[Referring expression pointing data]
[Start of Attachment]

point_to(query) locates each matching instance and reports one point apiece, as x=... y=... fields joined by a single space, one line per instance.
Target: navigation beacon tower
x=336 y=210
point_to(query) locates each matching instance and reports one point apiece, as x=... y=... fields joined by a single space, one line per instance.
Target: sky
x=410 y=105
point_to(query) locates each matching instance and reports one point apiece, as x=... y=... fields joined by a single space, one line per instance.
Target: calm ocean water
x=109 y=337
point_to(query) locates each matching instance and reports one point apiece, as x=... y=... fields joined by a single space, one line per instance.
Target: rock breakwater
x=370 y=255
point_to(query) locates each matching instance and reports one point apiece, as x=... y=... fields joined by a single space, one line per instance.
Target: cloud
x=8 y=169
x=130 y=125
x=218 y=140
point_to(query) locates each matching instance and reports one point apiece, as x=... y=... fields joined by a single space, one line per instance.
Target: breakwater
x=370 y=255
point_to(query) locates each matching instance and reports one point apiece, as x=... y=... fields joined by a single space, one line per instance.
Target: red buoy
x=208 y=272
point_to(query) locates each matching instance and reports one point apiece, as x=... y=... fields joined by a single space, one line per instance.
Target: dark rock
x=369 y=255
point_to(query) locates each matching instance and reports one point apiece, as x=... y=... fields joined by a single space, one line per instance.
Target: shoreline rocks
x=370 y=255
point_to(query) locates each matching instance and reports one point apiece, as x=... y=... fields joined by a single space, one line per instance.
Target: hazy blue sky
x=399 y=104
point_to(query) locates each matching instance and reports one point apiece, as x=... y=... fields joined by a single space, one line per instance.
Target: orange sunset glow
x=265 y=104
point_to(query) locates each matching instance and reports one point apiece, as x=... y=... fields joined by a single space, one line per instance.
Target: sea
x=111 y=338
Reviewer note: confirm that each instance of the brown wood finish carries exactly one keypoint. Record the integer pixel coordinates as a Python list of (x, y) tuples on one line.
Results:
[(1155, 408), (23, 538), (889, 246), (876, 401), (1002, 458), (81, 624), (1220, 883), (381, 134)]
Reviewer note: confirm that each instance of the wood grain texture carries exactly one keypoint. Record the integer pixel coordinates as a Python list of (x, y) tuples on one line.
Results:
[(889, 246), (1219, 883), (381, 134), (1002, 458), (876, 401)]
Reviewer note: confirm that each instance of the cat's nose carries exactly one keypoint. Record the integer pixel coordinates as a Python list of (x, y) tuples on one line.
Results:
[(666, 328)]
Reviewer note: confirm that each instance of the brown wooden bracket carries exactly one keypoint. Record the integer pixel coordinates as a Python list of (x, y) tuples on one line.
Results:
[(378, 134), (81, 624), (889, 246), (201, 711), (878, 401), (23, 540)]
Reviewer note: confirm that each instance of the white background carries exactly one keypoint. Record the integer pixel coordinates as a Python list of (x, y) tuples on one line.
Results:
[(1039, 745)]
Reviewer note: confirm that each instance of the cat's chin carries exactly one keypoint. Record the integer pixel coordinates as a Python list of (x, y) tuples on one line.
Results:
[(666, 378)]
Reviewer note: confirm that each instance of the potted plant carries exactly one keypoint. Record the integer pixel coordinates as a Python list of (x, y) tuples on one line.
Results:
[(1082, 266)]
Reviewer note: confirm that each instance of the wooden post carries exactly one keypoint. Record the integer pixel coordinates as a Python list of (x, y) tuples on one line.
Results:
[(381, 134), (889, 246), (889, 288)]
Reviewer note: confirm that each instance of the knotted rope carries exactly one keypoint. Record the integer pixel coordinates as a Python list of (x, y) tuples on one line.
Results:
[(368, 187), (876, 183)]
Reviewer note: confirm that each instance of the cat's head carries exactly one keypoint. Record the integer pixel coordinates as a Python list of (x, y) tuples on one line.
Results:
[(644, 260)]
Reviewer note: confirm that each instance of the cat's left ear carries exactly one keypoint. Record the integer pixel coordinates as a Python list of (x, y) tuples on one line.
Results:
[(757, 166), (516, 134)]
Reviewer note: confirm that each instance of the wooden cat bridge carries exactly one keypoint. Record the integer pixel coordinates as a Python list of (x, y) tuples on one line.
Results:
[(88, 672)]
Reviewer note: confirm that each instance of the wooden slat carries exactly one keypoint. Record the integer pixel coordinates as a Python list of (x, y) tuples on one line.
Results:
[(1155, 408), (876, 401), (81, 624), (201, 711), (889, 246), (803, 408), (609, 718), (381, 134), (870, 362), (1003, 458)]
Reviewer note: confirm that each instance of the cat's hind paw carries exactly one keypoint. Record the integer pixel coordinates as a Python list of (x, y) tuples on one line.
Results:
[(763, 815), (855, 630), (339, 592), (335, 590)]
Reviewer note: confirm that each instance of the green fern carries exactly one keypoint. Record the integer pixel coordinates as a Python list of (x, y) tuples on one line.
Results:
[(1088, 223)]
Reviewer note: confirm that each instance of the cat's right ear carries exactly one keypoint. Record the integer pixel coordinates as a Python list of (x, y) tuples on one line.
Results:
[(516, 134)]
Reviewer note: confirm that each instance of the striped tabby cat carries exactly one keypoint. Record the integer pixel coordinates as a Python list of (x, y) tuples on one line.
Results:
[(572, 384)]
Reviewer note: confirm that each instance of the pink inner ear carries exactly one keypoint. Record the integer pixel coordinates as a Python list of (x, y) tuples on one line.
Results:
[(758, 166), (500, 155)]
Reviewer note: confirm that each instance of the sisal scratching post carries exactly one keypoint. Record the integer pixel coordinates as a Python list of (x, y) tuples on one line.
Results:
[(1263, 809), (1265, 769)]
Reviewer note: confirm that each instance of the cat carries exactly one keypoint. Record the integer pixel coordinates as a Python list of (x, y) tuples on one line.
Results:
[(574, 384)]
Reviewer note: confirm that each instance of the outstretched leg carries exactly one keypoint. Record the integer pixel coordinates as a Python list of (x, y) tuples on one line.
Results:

[End of Attachment]

Instructions to follow:
Every line from the one containing "Reviewer note: confirm that each instance of the sisal" to the close of the records must be reproduced exactly. Include both ends and nothing more.

Result for this task:
Reviewer note: confirm that each instance of the sisal scratching post carries exactly one keypoint. Record the integer pixel coordinates as a Python list of (x, y) tuples on one line.
Results:
[(1263, 809), (1265, 769)]
Reviewer note: confirm that each instance of the cat carries exactly one keypoint. Record the integer pixel coordinates as a Python list of (x, y) tuples on one line.
Results:
[(574, 384)]
Reviewer note: confirm that each instance of the outstretched leg carries exactly one keypoint. Record the integer pixel coordinates as a Python list of (x, y) tuples on one line.
Results:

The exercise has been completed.